• TASK INPUTS
# # # # #
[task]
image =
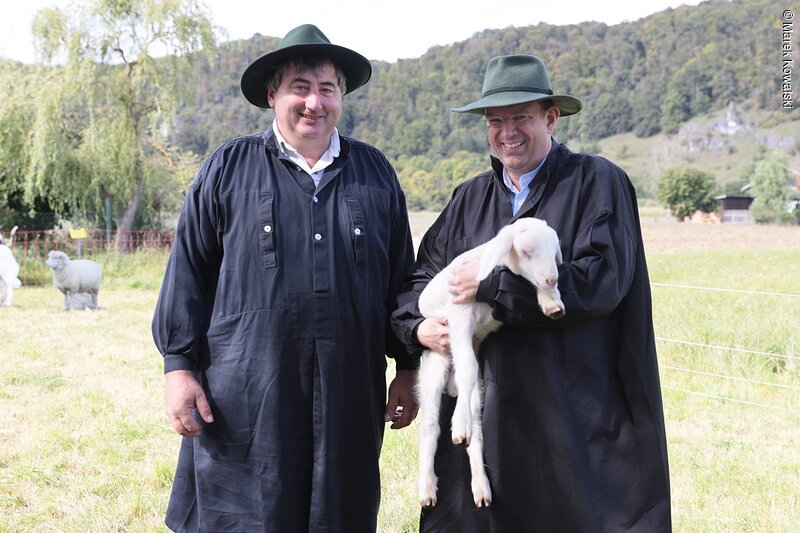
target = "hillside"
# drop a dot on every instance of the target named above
(655, 91)
(648, 88)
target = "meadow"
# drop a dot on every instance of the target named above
(85, 446)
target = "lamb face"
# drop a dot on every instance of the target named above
(56, 261)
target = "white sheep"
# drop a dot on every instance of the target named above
(529, 248)
(9, 271)
(72, 277)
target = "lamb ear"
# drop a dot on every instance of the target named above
(495, 251)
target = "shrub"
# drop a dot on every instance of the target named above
(685, 190)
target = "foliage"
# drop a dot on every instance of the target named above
(772, 189)
(643, 77)
(105, 462)
(685, 190)
(102, 120)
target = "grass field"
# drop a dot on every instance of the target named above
(84, 444)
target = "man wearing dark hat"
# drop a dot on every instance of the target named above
(274, 314)
(573, 424)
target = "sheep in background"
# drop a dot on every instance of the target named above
(529, 248)
(9, 271)
(75, 277)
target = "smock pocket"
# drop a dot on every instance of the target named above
(266, 214)
(358, 231)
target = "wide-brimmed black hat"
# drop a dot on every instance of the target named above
(518, 79)
(303, 39)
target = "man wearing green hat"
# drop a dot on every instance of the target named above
(573, 424)
(274, 313)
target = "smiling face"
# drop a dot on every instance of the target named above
(307, 104)
(520, 135)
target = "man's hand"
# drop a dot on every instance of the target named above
(463, 283)
(434, 334)
(183, 394)
(401, 407)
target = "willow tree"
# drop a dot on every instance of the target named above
(106, 108)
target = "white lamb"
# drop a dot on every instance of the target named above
# # # # #
• WHAT IS BEING ASKED
Recast the data above as a JSON list of strings, one string per line, with blank lines omitted and the pictures left out.

• EXERCISE OUTPUT
[
  "[task]",
  "image =",
  "target = \"hillside\"",
  "# drop a dot on every instance of the target named above",
  "(655, 91)",
  "(648, 88)",
  "target = \"meadow\"",
  "# drop a dot on every instance of the target named above",
  "(85, 446)",
  "target = \"lamb face\"",
  "# drop a dot on every instance of the target named above",
  "(56, 261)",
  "target = \"white sheep\"",
  "# drop a dot on every instance of the target named above",
  "(529, 248)",
  "(9, 271)",
  "(72, 277)",
  "target = \"lamb ear\"",
  "# drop a dot on every instance of the target named above",
  "(495, 251)",
  "target = \"shrub\"",
  "# drop a dot on every instance of the target named above",
  "(685, 190)",
  "target = \"foliage\"",
  "# drop a dot on every instance of the target named above",
  "(772, 189)",
  "(643, 77)",
  "(105, 462)",
  "(685, 190)",
  "(102, 120)",
  "target = \"grass field\"",
  "# drop a dot on every instance of the target named above",
  "(84, 444)",
  "target = \"man wearing dark hat\"",
  "# drop a dot on every instance of the target named above",
  "(274, 314)",
  "(573, 424)",
  "target = \"sheep in background\"",
  "# drop a dot on every instance of the target named above",
  "(529, 248)",
  "(9, 271)",
  "(75, 277)",
  "target = \"smock pocket\"",
  "# drop a dot on every instance of the target named above",
  "(266, 214)",
  "(358, 231)",
  "target = \"wide-brimmed black hat\"",
  "# drop a dot on every instance of the target named above",
  "(518, 79)",
  "(303, 39)",
  "target = \"man wearing green hat\"",
  "# drop a dot on every instance of the target named above",
  "(573, 424)",
  "(274, 313)",
  "target = \"smiling face\"",
  "# drop a dot on every instance of the target named above",
  "(307, 104)",
  "(520, 135)",
  "target = \"man's hand\"",
  "# drop a dot on every instance of the target named above",
  "(463, 283)",
  "(434, 334)",
  "(183, 394)",
  "(401, 407)",
  "target = \"willow tree\"",
  "# drop a dot on every instance of the target named above",
  "(106, 108)",
  "target = \"white lamb\"",
  "# drop a dot on every instance of the target named above"
]